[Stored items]
■ ■ ■

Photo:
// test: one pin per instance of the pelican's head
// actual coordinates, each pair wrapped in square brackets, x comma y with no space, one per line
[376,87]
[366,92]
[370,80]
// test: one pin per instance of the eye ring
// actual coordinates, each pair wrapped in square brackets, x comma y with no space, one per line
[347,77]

■ ■ ■

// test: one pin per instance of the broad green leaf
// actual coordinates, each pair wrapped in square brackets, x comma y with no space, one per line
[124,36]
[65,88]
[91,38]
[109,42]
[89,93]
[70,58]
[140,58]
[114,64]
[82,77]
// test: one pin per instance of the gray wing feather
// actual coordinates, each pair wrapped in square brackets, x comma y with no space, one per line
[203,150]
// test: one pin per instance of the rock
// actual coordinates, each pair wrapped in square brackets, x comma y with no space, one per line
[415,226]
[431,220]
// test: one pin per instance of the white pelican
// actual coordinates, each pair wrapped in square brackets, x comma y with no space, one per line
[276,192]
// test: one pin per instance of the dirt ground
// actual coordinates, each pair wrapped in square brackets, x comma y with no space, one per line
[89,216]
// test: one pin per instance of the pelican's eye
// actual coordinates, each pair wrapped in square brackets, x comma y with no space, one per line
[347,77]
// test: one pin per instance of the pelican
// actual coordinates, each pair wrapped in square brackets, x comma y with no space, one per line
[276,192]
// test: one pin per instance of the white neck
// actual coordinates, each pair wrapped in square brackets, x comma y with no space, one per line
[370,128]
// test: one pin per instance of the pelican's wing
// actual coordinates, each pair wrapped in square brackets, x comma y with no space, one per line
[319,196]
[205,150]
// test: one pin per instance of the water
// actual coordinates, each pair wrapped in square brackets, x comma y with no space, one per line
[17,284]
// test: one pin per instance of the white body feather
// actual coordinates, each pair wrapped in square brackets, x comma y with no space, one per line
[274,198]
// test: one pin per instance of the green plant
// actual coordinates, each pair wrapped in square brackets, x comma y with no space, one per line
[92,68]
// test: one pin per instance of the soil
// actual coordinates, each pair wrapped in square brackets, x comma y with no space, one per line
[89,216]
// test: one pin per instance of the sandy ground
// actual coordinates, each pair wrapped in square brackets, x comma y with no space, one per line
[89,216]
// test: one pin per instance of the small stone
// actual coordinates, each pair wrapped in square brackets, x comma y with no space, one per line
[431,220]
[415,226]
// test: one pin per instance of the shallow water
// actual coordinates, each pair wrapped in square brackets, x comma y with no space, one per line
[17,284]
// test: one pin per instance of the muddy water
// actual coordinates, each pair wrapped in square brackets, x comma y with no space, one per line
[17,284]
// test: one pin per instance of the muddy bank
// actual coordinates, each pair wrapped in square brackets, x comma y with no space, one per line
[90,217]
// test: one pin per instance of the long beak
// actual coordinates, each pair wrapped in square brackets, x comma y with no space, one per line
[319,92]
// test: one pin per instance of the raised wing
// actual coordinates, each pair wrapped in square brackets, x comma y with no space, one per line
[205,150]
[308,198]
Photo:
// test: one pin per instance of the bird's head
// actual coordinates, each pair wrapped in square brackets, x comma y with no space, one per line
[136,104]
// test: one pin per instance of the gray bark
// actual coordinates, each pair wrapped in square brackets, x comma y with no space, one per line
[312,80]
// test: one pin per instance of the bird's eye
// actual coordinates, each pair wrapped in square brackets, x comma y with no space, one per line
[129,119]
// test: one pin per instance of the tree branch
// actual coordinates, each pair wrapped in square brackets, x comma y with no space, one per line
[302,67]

■ ■ ■

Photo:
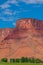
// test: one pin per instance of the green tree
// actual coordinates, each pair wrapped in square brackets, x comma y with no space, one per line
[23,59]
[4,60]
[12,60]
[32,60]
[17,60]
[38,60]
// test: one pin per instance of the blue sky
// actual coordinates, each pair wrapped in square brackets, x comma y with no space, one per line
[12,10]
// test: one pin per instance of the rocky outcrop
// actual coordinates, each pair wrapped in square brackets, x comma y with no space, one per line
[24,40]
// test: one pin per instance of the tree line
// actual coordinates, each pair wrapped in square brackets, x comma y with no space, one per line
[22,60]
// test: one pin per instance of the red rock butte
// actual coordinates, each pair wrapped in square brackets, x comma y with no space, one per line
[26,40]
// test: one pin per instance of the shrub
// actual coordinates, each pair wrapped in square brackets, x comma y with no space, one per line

■ ■ ■

TO DO – Which of the lines in the data hold the string "muddy"? Report each of them by copying it.

ANSWER –
// test: one pin per instance of the muddy water
// test: one pin per instance of the muddy bank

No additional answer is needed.